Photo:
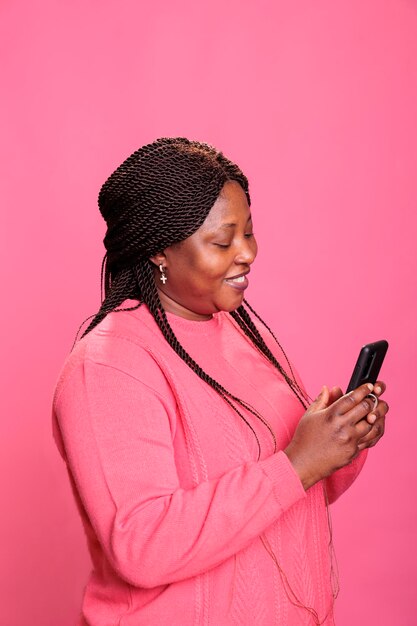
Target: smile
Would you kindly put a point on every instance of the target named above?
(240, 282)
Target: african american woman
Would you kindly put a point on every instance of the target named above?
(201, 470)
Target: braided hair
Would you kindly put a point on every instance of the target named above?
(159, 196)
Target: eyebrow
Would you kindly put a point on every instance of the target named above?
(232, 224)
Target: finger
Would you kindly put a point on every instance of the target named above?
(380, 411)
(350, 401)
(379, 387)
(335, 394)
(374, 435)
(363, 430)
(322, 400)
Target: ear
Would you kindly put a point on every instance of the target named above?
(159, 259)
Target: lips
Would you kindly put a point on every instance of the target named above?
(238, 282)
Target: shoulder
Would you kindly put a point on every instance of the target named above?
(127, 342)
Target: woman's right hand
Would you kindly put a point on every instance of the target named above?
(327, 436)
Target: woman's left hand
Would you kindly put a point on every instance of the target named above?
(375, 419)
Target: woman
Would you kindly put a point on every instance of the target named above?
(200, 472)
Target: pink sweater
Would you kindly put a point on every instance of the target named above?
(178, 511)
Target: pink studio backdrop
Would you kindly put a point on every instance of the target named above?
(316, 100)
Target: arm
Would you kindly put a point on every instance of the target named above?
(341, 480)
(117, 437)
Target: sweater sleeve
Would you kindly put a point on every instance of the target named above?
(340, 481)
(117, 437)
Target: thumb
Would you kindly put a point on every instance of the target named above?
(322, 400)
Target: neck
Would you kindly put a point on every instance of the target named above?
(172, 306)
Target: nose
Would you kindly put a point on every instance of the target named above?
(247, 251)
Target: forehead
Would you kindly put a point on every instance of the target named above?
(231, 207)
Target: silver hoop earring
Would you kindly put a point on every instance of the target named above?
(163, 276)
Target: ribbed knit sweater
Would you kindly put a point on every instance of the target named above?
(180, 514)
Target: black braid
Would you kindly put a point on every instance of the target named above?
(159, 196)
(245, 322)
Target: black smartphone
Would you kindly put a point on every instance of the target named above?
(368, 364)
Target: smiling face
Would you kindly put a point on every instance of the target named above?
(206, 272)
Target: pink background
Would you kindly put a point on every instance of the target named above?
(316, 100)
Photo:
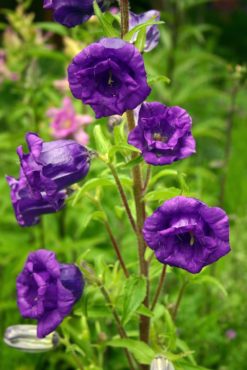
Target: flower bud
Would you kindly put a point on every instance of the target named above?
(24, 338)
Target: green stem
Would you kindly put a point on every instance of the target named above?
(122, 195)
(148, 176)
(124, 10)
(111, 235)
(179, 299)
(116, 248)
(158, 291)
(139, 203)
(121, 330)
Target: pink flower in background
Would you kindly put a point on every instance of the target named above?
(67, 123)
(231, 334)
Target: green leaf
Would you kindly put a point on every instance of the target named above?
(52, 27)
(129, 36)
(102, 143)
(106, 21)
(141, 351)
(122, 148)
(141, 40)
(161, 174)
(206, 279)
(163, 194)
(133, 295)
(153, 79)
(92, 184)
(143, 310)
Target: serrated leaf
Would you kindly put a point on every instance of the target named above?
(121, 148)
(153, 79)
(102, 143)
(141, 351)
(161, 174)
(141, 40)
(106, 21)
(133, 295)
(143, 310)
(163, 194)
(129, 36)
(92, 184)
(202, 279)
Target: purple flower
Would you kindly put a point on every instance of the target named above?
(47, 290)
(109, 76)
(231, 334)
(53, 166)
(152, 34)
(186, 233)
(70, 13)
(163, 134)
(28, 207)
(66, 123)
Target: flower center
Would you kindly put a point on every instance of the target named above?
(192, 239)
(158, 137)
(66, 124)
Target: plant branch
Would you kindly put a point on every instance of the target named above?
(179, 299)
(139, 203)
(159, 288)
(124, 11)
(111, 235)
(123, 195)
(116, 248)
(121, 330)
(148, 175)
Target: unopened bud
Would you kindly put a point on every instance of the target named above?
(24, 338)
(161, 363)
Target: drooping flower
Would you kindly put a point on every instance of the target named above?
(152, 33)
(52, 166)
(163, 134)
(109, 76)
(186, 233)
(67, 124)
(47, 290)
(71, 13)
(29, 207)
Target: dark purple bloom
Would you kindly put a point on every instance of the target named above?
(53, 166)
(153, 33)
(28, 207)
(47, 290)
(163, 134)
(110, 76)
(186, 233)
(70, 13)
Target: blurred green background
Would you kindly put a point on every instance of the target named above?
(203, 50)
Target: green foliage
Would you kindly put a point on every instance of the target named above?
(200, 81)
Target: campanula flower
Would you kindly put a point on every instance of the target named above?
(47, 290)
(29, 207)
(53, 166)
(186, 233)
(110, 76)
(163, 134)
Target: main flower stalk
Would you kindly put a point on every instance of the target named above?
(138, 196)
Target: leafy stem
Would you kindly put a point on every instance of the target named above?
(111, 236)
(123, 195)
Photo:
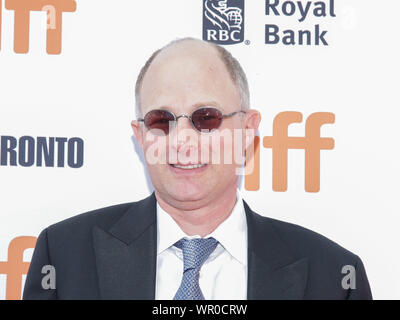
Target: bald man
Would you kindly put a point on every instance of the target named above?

.....

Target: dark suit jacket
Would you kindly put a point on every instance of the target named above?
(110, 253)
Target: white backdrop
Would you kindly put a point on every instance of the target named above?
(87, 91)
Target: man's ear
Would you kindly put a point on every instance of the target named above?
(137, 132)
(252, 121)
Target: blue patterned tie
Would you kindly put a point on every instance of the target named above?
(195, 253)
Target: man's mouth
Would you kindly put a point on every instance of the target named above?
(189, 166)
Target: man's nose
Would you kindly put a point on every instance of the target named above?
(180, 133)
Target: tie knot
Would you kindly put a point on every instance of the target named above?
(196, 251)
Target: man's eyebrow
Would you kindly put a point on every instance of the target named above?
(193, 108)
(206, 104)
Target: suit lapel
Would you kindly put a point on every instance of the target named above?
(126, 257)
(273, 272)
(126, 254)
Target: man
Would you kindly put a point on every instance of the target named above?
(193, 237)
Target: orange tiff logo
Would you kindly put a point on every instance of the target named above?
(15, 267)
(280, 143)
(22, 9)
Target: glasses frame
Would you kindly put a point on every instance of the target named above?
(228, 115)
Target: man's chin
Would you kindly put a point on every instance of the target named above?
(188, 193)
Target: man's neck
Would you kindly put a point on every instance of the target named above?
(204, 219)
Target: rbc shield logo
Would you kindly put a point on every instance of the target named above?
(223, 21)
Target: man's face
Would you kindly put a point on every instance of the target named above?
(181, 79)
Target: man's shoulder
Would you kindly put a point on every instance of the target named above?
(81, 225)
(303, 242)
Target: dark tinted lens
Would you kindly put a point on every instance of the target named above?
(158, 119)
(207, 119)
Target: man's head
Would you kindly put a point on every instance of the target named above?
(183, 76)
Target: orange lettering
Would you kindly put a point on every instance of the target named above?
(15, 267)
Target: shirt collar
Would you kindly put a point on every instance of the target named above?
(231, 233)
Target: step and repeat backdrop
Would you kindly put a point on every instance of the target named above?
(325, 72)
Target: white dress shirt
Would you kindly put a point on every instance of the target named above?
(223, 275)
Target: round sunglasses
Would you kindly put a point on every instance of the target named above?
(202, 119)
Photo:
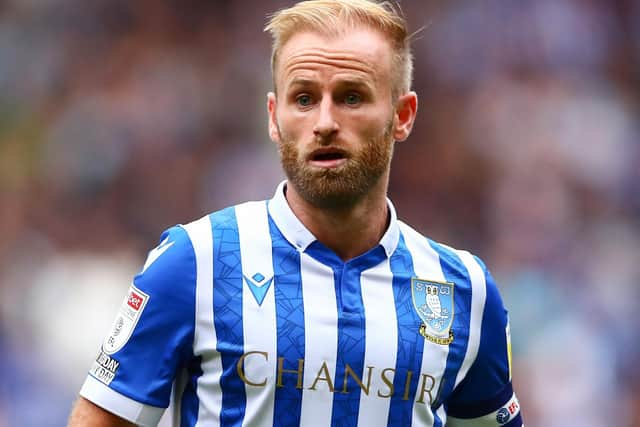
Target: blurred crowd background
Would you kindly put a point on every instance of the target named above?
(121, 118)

.....

• Written request: Pick out every line in both blocks of data above that contains the string "flower", and copy each such line in full.

• Solution:
Target: flower bud
Target: pink flower in background
Target: purple flower
Target: flower center
Target: drooping flower
Target: campanula flower
Target: main flower stalk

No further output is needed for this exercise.